## TASK DIRECTIONS
Please resume the family movie night post below, continuing from its last line.

## PASSAGE SHOWN
▼

Tess's Top Ten Picks for Family Movie Night









So, you've got the night off and want to enjoy delish (yet healthy) snacks and a family movie that's actually good (unlike most "family films"). What do you do??!! You check out my blog, of course! I've got you covered with my top ten favorite family movies and fabulous snacks. You probably already suspected I love you, but this confirms it.


What to watch?? Here are my Top 10 Family Films That Both Kids and Grown-ups Will Love (in no particular order):


1. A Little Princess (the 90s remake, not the Shirley Temple version): Love this. LOVE it. Don't ask me to explain, or I'll burst into tears.
2. The Education of Little Tree: A beautiful true story about a Native American boy who was raised by his grandparents - so moving and sweet, I can barely stand it!!
3. Megamind: I was prepared to hate this, but ended up watching it twice. Will Ferrel is comedic genius as the voice of the main "bad" guy who you can't help but love. (oh, and I'm sneaking in a plug for "Elf" here as another super fun family film that also stars WF)
4. Ratatouille: Foodie rat-loving fun for the whole family.
5. Little Manhattan: So freaking adorable!! It's about a pre-teen boy who experiences his first crush. Very clever, good-hearted, and engaging. We love it.
6. Enchanted: Amy Adams is perfection in this - also perfect in this is my secret boyfriend, James Marsden. (even he doesn't know he's my boyfriend)
7. True Muppet Movies: This includes anything during the Jim Henson era, and also the newest "Muppet Movie" (2011). Forget about anything in between. Muppets = Love.
8. My Dog Skip: Super cute film about the pure, devoted love that exists between a boy and his dog.
9. The Secret Garden: Magical, inspiring, and endearing. Love this one!
10. The Black Stallion: This was my favorite movie as a child. Directed by Frances Ford Coppola, this film is strikingly beautiful, quiet, and enchanting.


My Top 10 Healthy & Delish Things to Munch on Movie Night:


1. My newest creation - BBQ popcorn! You know you want to.
2. Raw veggie sticks dipped in vegan ranch or creamy hummus
3. Hello, delicous! Spoon up some of this fat-free banana ice cream and feel the love!
4. "Everything Nice Popcorn" from Radiant Health, Inner Wealth - it also happens to be here on my blog.
5. Any of the other yummy, healthy popcorn recipes from my books - our current favorite is the sweet and spicy turmeric popcorn from Radiance 4 Life. YUM.
6. Sweet potato fries - even picky eaters usually munch these beta-carotene-rich yummies right up!


7. VEGAN PIZZA. Here's an example on my blog, and there are several others in my books.
8. Here's a great way to get your VEG on while still feeling like you're munching fun stuff. This recipe for rosemary roasted cauliflower is so sinfully delicious, you'll swear it's made of evil.

▲

## INPUT DATA
▼

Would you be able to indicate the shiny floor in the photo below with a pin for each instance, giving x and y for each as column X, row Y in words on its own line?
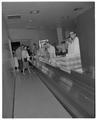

▲

## ANSWER BOX
9. Check out my blog post on Ten Healthy Snack Ideas for another ten within this ten. The mind boggles!!
10. These "No Will Power Cookies" are super easy to make and also totally satisfying. Peanut butter chocolate love shall reign supreme!! OK, I know I'm being a little dramatic...but hey, this is a movie blog post after all! ;-)


So, I hope this post inspires you to have some wholesome, awesome, delish fun on your next family movie night! Oh, and of course you can enjoy these suggestions even if you are all growed up and gots no wee ones...a truly good family movie is one that anyone can enjoy, no matter what your age! So please let me know what you think...and also I'd love to hear what YOUR favorite family movie is!



BBQ Popcorn

Sure, it's a little "out there." But, yeah, so am I! I've had this odd craving the last week or two for BBQ popcorn. Out of nowhere. And I'm not sure it's even a real thing. But hey, it is now! And it only takes about ten minutes to whip up a batch! Be sure to use smoked paprika, though, as it's very important to the overall flavor. For those of you not familiar with the stuff, it's also divine on my Hungarian Chickpeas (from Radiance 4 Life and also here on this blog). Enjoy!

BBQ Popcorn

1 tablespoon oil (coconut or olive)
1/2 cup popcorn kernels

1/4 cup raw agave nectar
1 tablespoon smoked paprika
2 teaspoons mustard powder
3/4 teaspoon EACH: sea salt, garlic granules, and onion granules
1/8 teaspoon (or more, you spicy baby!) ground cayenne powder

1. Pop the corn in the oil - I use the old fashioned stovetop method, over medium-high heat. Make sure to shake often, keep the lid on, and remove from heat as soon as the popping slows.
2. Drizzle with the agave nectar and sprinkle with the remaining ingredients. Stir well and serve!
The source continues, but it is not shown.